# EXERCISES
(1) According to the article on the microwave diode, what type of diode did the researchers develop?
(2) Write out the article on the microwave diode from "Wednesday, 09 October, 2019" up to and including "phone base stations.", switching "nanowire" to "nanotube".

Highly sensitive diode converts microwaves to electricity


Wednesday, 09 October, 2019


Highly sensitive diode converts microwaves to electricity

The Japan Science and Technology Agency (JST), Fujitsu and the Tokyo Metropolitan University have developed a highly sensitive rectifying element in the form of a nanowire backward diode, which can convert low-power microwaves into electricity. The technology is expected to play a role in harvesting energy from radio waves in the environment, in which electricity is generated from ambient radio waves such as those emitted from mobile phone base stations.

In preparation for the commencement of the true IoT era, energy-harvesting technologies, which transform the minute sources of energy in the surrounding environment into electricity, have come under the spotlight as means for creating sensor networks that function without batteries. One such example re-uses as electricity the low-power radio waves (microwaves), ubiquitous in open space, that are emitted from mobile phone base stations, for use in communications. Equipment used in generating electricity from ambient radio waves consists of a radio wave power generating element, which includes an antenna for collecting radio waves and a rectifying element (diode) that rectifies the radio waves.

The responsiveness (sensitivity) of a diode to microwaves largely depends on the steepness of rectification characteristics and on diode size (capacity). Generally, Schottky barrier diodes, which utilise the rectification occurring at the junction formed between a metal and a semiconductor, are used as the diodes for power conversion. Due to rectification characteristics becoming slow at extremely low voltages and the size of elements being larger than several micrometres (μm), however, sensitivity to low-power microwaves weaker than microwatts (μW) was insufficient, and it was difficult to convert ambient radio waves into electricity. This led to a demand for diodes with increased sensitivity.

The researchers carried out development to create a diode with higher sensitivity. Specifically, they shrank the capacity of and miniaturised a backward diode that is capable of steep rectification operations with zero bias, as rectification occurs by joining two different types of semiconductors and current flows with a different principle (tunnel effect) than conventional Schottky barrier diodes.

# STORED ROWS
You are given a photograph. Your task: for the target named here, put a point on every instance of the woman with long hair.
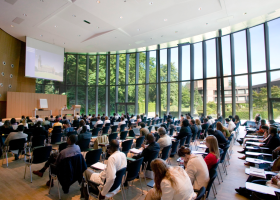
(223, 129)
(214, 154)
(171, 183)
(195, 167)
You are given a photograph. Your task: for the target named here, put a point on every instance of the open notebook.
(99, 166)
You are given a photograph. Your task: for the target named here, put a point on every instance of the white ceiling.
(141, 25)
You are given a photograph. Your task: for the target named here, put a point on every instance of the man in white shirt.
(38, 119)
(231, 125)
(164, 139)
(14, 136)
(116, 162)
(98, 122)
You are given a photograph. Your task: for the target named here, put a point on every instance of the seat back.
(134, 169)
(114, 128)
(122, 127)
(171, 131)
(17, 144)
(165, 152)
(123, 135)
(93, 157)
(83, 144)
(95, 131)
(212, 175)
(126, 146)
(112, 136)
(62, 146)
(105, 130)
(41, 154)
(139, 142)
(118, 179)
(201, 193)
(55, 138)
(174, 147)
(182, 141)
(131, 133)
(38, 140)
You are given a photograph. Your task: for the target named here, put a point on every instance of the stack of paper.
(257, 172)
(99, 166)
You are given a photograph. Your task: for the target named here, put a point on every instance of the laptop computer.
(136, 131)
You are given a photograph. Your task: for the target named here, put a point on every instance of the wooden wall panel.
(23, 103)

---

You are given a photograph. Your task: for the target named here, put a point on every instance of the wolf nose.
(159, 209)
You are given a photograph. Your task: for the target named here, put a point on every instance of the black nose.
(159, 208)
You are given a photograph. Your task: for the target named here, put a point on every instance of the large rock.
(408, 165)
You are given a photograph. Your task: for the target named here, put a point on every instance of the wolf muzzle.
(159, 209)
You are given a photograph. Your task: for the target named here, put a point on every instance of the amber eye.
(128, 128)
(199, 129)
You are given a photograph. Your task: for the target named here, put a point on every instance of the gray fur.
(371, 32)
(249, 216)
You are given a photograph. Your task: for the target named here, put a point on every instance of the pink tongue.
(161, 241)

# WRITTEN ANSWERS
(1) A nanowire backward diode.

(2)
Wednesday, 09 October, 2019


Highly sensitive diode converts microwaves to electricity

The Japan Science and Technology Agency (JST), Fujitsu and the Tokyo Metropolitan University have developed a highly sensitive rectifying element in the form of a nanotube backward diode, which can convert low-power microwaves into electricity. The technology is expected to play a role in harvesting energy from radio waves in the environment, in which electricity is generated from ambient radio waves such as those emitted from mobile phone base stations.